From the first line to the last, write out the records exactly, leaving out images.

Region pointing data
----

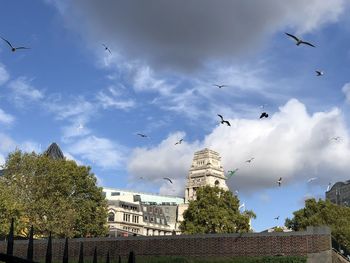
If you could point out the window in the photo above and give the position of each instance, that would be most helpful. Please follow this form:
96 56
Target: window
110 217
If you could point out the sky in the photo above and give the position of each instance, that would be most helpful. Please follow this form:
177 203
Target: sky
157 78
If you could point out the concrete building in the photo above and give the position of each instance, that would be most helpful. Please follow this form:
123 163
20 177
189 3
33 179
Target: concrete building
139 213
339 193
151 214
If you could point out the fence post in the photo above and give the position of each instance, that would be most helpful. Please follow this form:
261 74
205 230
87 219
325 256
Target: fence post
65 252
95 256
10 239
81 253
48 258
131 257
30 244
107 259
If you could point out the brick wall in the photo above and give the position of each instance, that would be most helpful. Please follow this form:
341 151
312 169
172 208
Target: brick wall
314 240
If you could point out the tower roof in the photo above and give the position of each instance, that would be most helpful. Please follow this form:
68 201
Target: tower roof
54 151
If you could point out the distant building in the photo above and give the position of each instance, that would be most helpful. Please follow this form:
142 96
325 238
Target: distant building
151 214
140 213
339 193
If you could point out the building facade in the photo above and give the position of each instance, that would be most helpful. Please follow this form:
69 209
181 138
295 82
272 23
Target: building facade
339 193
146 214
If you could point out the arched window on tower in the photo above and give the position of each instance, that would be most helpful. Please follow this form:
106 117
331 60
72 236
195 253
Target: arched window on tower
110 217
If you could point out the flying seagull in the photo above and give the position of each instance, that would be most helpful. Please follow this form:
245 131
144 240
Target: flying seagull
249 161
231 173
107 48
311 179
264 115
223 121
329 187
166 178
319 73
219 86
299 41
279 181
13 49
179 142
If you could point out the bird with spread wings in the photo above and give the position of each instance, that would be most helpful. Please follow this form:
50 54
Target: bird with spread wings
299 41
13 49
223 121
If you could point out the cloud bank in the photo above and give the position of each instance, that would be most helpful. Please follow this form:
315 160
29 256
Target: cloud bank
186 34
292 144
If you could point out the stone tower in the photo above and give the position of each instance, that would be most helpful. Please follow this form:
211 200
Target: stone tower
206 169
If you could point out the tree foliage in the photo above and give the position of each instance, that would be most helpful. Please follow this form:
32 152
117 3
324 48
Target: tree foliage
215 211
52 195
323 213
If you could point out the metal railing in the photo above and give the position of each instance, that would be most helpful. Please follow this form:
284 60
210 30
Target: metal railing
10 258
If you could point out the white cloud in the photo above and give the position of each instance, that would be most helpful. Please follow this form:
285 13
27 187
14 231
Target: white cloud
113 100
23 91
4 75
6 118
185 35
346 91
78 109
292 144
6 143
164 160
100 151
74 130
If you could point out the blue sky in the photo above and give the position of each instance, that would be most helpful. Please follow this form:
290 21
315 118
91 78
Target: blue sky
158 80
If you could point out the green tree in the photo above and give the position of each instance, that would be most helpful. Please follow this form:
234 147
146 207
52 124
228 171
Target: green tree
53 195
323 213
215 211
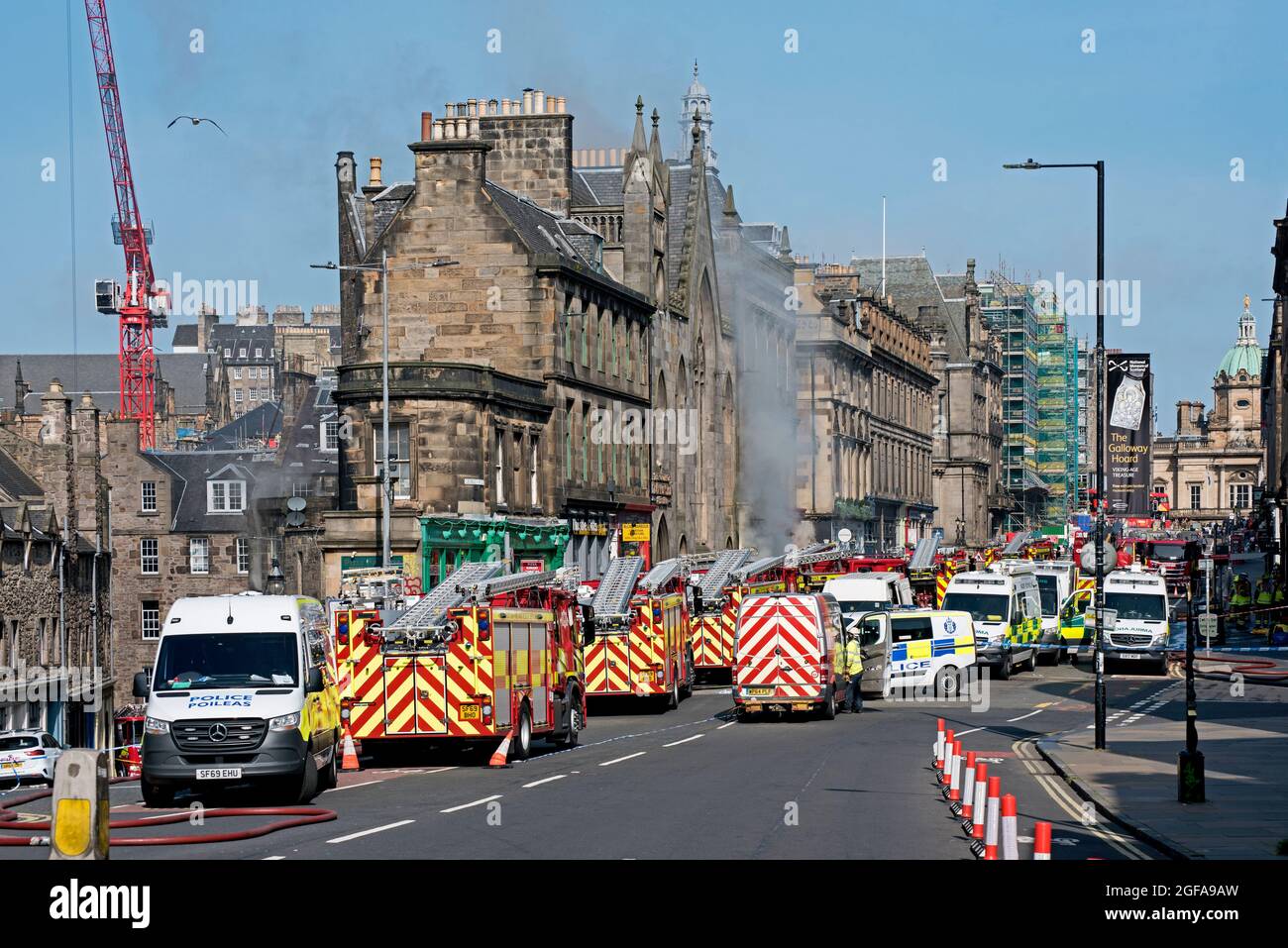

----

## Expected output:
If you could point out the window in the photo above and give the position of each instance, that would be most helpful. Please follow this form:
96 56
Target: window
110 217
If you could point out the sky in the photo above and give the position of each instance, that would be most helpful. Please follow this form:
177 203
Target: sky
157 78
If you could point out the concrete building in the photo above and give the position of each instance, that would be most helpful. Please follow this form:
123 163
20 177
189 3
33 179
Target: concrete building
139 213
339 193
151 214
If you could point out the fence post in the photo above and give the position of each instance, that would be most helpful. Please follow this form:
261 74
205 230
87 219
325 256
Target: fence post
65 252
95 256
10 239
81 253
48 258
131 257
30 244
107 259
If you could point out the brick wall in the photo above and give the position of each instance, that would be most helpful. Please follow this form:
341 151
312 169
172 208
Target: brick wall
314 240
If you could point out the tower roof in the photo above and give the position of each instance, that would be most helpful. Please follow this form:
68 201
Target: tower roof
54 151
If you could point out the distant building in the photo above and give the position of each instance, that would be most helpful. Please follow this form:
142 96
325 238
Target: distant building
151 214
140 213
339 193
If you could point out the building facade in the photo above and give the position of each instance, that would be most helpful. Please follow this form:
69 209
181 138
295 82
272 23
Target: building facade
339 193
146 214
If you could point out the arched window on tower in the photo above and give the position of each instance, that would be most helpful. Please follow this form:
106 117
331 60
72 236
195 253
Target: arched window on tower
110 217
If you could point out the flying seagull in the photo above and give the position of each instance, that would be most helpful. Please follow this form:
245 131
144 240
Target: flying seagull
249 161
231 173
107 48
311 179
264 115
223 121
329 187
166 178
319 73
219 86
299 41
279 181
13 49
179 142
If you could point out the bird with spread wings in the photo above and give the position of each instance, that would be most helpful. Please follow this form:
50 54
Target: bird with spread wings
299 41
13 49
223 121
If you could point out the cloud bank in the photo above and give the position of each instance, that would be most helpful. Please follow this form:
315 160
29 256
Target: cloud bank
186 34
292 144
If you could point out the stone tower in the photo above and give the position of each instance, that would be most helpful. Please follow this form:
211 200
Target: stone tower
206 169
If you could point out the tree foliage in the photo above and give the position of each instance, that would be most helpful. Please follow this form:
32 152
117 3
324 48
Target: tree foliage
215 211
52 195
323 213
If you could point out the metal railing in the photo above and give the position of each instance, that would be most helpful. Please follow this form:
284 60
210 30
Target: metal railing
10 258
If you could point out the white cloud in the photo above and give the position of each instance, that would be most helpful. Please follow this form:
285 13
27 187
14 231
Target: white cloud
113 100
23 91
4 75
6 118
185 35
346 91
78 109
292 144
6 143
164 160
100 151
74 130
If you could point out the blue sky in the photo above and give the position of each instance, that would be most helpful. Please follow this form:
290 21
315 118
91 78
Target: blue sky
158 80
If you could point out the green tree in the photo above and give the position of each instance, that would be most helpful. Please follow this form:
234 147
146 207
52 124
228 171
Target: green tree
53 195
323 213
215 211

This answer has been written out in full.